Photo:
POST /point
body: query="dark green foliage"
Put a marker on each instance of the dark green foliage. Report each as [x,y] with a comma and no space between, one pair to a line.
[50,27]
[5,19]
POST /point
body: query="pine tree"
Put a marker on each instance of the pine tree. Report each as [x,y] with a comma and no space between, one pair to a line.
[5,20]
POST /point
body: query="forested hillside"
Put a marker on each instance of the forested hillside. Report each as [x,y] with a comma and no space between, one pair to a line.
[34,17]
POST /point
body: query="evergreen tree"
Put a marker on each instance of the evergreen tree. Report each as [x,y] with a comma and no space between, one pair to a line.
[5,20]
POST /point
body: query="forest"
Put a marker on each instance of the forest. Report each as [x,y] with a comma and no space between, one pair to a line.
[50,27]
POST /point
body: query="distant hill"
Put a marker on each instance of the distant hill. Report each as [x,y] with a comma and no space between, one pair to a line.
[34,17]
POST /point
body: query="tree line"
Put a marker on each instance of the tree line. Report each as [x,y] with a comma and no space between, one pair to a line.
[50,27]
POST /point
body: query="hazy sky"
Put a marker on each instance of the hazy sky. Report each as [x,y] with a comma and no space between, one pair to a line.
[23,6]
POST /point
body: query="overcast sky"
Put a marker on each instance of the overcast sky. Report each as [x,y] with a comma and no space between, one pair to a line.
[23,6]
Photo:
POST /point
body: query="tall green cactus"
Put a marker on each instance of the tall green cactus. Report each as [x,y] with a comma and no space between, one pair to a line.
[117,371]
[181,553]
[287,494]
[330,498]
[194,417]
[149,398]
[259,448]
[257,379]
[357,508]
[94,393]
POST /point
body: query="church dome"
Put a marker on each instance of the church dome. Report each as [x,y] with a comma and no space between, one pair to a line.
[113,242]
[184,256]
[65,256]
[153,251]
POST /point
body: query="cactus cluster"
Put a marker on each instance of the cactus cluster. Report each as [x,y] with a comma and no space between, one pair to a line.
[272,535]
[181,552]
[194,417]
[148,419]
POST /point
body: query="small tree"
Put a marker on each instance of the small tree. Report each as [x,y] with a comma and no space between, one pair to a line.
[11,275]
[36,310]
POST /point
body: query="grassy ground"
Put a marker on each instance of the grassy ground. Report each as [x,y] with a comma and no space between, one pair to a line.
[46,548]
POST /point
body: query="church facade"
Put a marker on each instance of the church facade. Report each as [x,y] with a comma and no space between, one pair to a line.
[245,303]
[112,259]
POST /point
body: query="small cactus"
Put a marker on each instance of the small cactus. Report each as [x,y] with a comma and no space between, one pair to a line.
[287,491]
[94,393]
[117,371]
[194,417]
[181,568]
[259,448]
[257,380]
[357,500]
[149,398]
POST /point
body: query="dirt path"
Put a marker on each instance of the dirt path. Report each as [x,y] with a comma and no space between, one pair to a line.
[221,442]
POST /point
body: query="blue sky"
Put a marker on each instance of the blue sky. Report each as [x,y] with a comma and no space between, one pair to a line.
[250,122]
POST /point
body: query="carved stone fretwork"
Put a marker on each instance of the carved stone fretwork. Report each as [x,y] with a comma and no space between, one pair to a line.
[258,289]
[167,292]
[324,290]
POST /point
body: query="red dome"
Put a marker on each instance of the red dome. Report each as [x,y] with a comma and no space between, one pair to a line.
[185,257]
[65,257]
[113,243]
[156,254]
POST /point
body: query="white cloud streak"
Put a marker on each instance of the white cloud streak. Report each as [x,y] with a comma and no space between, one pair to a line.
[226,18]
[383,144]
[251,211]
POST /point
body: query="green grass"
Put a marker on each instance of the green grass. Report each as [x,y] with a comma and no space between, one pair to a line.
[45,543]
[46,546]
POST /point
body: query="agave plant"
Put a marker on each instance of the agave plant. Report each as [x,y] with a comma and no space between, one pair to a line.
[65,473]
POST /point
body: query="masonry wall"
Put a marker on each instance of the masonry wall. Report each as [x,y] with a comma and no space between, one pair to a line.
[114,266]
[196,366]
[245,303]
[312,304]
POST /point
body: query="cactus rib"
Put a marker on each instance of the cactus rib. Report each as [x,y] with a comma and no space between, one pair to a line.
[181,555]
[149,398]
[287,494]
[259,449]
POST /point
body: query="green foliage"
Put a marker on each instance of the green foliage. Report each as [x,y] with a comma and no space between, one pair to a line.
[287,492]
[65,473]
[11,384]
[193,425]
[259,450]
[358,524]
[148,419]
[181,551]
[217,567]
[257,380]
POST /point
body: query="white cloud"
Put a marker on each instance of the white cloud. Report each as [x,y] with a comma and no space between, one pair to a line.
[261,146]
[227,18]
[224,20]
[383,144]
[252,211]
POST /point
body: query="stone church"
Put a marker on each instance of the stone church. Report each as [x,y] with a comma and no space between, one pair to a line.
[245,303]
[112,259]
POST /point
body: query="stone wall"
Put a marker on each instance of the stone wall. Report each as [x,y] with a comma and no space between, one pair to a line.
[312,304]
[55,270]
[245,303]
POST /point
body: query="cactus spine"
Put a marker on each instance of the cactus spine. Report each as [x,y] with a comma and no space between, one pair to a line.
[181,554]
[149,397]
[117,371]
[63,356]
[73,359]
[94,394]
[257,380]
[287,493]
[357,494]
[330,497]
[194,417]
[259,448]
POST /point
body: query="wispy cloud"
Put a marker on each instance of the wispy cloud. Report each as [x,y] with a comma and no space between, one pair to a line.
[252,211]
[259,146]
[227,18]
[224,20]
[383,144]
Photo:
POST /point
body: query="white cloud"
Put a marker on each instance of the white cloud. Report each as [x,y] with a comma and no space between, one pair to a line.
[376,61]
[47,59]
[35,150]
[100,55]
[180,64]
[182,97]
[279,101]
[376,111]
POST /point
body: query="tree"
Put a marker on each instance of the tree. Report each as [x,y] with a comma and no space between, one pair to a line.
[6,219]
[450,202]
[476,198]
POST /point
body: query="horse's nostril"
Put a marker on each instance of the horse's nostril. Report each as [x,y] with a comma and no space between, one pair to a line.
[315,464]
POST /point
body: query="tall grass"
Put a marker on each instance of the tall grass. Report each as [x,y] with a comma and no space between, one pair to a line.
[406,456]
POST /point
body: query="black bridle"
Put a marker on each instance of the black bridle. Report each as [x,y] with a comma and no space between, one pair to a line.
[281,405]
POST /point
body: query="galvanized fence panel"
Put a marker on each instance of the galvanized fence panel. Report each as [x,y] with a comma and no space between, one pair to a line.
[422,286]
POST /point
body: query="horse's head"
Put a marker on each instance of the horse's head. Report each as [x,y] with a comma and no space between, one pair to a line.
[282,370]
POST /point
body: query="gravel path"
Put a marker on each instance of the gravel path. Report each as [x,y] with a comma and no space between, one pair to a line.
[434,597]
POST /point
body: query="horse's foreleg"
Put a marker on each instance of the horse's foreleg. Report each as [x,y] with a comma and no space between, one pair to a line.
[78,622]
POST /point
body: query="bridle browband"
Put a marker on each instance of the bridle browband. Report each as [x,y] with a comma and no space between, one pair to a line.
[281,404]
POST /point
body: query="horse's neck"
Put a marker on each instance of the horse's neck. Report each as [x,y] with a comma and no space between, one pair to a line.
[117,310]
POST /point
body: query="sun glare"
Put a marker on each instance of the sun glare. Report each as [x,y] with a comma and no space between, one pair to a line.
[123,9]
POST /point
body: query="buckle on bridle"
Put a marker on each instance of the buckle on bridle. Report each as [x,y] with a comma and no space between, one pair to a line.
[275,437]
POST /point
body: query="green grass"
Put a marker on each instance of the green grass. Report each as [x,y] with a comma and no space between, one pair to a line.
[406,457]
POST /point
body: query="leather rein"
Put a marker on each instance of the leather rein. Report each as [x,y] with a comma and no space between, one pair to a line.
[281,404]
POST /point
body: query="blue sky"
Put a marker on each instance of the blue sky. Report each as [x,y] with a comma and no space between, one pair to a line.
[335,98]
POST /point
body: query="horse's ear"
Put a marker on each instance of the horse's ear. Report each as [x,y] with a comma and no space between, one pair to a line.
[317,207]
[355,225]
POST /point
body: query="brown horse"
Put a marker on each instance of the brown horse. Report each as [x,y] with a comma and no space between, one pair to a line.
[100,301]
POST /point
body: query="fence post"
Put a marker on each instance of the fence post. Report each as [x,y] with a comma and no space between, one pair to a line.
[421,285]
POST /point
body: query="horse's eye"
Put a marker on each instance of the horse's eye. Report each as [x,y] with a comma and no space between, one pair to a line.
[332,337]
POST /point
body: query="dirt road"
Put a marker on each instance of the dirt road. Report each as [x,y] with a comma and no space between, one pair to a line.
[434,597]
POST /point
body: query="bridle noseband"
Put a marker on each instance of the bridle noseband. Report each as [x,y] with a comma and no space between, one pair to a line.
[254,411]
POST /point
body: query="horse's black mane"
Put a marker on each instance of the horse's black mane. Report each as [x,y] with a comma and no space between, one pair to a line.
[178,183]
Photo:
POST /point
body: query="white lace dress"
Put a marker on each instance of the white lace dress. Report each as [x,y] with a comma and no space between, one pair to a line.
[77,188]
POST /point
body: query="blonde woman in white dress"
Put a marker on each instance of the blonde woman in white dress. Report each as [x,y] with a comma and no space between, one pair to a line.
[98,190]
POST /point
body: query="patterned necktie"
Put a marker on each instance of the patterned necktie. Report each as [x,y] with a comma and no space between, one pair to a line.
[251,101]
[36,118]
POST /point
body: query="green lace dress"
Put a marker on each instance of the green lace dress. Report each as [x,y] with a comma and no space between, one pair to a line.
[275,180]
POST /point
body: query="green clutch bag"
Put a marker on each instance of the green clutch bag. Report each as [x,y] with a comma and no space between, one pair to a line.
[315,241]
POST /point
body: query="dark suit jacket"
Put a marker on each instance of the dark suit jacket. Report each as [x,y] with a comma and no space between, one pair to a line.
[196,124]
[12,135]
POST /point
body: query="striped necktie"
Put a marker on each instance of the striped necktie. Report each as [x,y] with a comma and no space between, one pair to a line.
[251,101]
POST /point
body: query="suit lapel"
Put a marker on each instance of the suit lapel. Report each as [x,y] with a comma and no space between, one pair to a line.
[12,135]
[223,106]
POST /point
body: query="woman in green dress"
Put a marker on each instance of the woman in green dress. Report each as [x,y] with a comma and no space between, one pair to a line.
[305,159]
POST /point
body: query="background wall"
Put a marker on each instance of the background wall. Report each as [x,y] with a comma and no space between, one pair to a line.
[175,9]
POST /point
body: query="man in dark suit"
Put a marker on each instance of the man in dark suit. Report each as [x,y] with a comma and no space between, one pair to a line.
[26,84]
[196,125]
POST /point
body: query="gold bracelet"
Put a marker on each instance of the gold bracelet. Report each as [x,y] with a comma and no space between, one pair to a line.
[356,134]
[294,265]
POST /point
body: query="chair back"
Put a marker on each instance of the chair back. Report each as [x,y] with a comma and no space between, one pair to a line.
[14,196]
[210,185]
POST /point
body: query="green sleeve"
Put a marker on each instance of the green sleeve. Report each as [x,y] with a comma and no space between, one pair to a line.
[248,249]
============================================================
Please count the lines in the records above that contain the string "fence", treating uppercase and lowercase as different, and reply with the number alone.

**CORRECT RESPONSE**: 4